* **Aufgabe 1**
Formatiere die Zeilen des Datensatzes von der Zeile mit „TARGET: rocky outcrop“ bis zur letzten Zeile des Datensatzes, beide eingeschlossen, als JSON-Liste von Zeichenketten mit einem Eintrag pro Zeile und ohne Leerzeilen.

* **Textauszug**
* * * * *

Wie man sichere digitale Identitäten schaffen, sichern und verwalten kann – für Bürger, Wirtschaft und Verwaltung: Das ist nicht nur ein wichtiges Thema für die Europäische Union, sondern auch für Deutschland. Denn immer mehr Geschäftsbeziehungen zwischen Bürgern, Verbrauchern, Unternehmen und Verwaltungen finden im Netz statt. Sie lösen den persönlichen Kontakt oder Ausweisdokumente in Papierform wie Führerscheine oder Handelsregisterauszüge ab. Mit zunehmender Geschwindigkeit der Digitalisierung stellt sich jedoch die Frage: Woher weiß ich, dass ich gerade mit einer echten Person oder einem echten Unternehmen in Kontakt trete, mit der oder dem ich online Geschäftsbeziehungen aufnehmen möchte? Wie kann ich mich also als Bürger, Unternehmen oder Verwaltung vor Cyberangriffen, Betrug und Fälschungen im Netz schützen?
Die Genossenschaft IDunion SCE
Zur Beantwortung dieser Fragen hat das Bundesministerium für Wirtschaft und Klimaschutz vor vier Jahren ein Forschungsprojekt mit dem Namen „Schaufenster – Sichere Digitale Identitäten“ ausgeschrieben. Hier hat unter anderem auch ein Konsortium aus Universitäten, Technologieanbietern und Industrieunternehmen den Zuschlag bekommen, aus dem im Jahr 2022 die Europäische Genossenschaft IDunion SCE hervorgegangen ist.

* * * * *

Zeilen aus einem Datensatz:

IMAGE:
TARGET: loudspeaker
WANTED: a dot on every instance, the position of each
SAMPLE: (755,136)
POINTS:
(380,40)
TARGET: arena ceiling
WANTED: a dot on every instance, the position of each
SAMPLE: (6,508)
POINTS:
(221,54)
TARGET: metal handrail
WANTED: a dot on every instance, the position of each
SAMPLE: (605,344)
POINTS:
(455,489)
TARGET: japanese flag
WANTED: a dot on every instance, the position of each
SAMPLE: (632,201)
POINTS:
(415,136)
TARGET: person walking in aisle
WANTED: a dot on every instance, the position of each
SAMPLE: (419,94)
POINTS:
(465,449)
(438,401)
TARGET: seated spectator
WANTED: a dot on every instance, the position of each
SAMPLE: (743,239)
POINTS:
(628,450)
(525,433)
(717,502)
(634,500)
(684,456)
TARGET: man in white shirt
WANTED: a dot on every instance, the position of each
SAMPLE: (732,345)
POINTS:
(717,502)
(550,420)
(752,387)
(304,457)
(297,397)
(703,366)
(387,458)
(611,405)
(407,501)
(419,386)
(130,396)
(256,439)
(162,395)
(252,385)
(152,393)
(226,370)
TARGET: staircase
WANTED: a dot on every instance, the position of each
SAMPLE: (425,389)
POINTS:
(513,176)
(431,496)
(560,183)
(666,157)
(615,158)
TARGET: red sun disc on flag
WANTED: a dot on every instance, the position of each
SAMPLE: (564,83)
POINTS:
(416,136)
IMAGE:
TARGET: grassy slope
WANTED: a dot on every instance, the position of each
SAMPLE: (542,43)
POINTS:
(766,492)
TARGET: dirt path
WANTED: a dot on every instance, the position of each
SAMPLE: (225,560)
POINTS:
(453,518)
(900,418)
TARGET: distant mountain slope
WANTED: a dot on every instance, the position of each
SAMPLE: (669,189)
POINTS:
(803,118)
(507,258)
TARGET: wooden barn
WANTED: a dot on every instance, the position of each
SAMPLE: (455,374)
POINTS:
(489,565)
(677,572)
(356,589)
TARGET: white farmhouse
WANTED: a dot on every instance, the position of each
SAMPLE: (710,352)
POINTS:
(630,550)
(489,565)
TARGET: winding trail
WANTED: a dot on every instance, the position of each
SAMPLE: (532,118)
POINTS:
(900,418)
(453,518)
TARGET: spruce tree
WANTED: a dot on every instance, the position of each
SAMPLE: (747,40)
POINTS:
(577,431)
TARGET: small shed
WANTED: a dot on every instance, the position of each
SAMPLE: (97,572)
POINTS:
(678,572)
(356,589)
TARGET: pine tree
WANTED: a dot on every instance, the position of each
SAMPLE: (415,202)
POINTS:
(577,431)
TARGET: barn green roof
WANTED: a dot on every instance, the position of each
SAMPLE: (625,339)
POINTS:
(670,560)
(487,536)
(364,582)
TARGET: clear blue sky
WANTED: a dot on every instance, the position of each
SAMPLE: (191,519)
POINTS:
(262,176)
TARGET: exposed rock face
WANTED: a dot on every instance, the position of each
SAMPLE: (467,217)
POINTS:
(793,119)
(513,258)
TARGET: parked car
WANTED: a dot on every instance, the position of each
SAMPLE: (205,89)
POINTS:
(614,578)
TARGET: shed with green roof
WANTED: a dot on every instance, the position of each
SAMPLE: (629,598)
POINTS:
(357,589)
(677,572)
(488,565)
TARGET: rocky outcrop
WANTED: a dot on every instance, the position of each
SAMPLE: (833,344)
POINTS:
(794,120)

* * * * *

* **Aufgabe 2**
Zitiere aus dem Text über sichere digitale Identitäten die Stelle von „Wie man sichere“ bis „im Netz schützen?“, beide eingeschlossen, wortgetreu.

* **Lösung 1**
[
  "TARGET: rocky outcrop",
  "WANTED: a dot on every instance, the position of each",
  "SAMPLE: (833,344)",
  "POINTS:",
  "(794,120)"
]

* **Lösung 2**
Wie man sichere digitale Identitäten schaffen, sichern und verwalten kann – für Bürger, Wirtschaft und Verwaltung: Das ist nicht nur ein wichtiges Thema für die Europäische Union, sondern auch für Deutschland. Denn immer mehr Geschäftsbeziehungen zwischen Bürgern, Verbrauchern, Unternehmen und Verwaltungen finden im Netz statt. Sie lösen den persönlichen Kontakt oder Ausweisdokumente in Papierform wie Führerscheine oder Handelsregisterauszüge ab. Mit zunehmender Geschwindigkeit der Digitalisierung stellt sich jedoch die Frage: Woher weiß ich, dass ich gerade mit einer echten Person oder einem echten Unternehmen in Kontakt trete, mit der oder dem ich online Geschäftsbeziehungen aufnehmen möchte? Wie kann ich mich also als Bürger, Unternehmen oder Verwaltung vor Cyberangriffen, Betrug und Fälschungen im Netz schützen?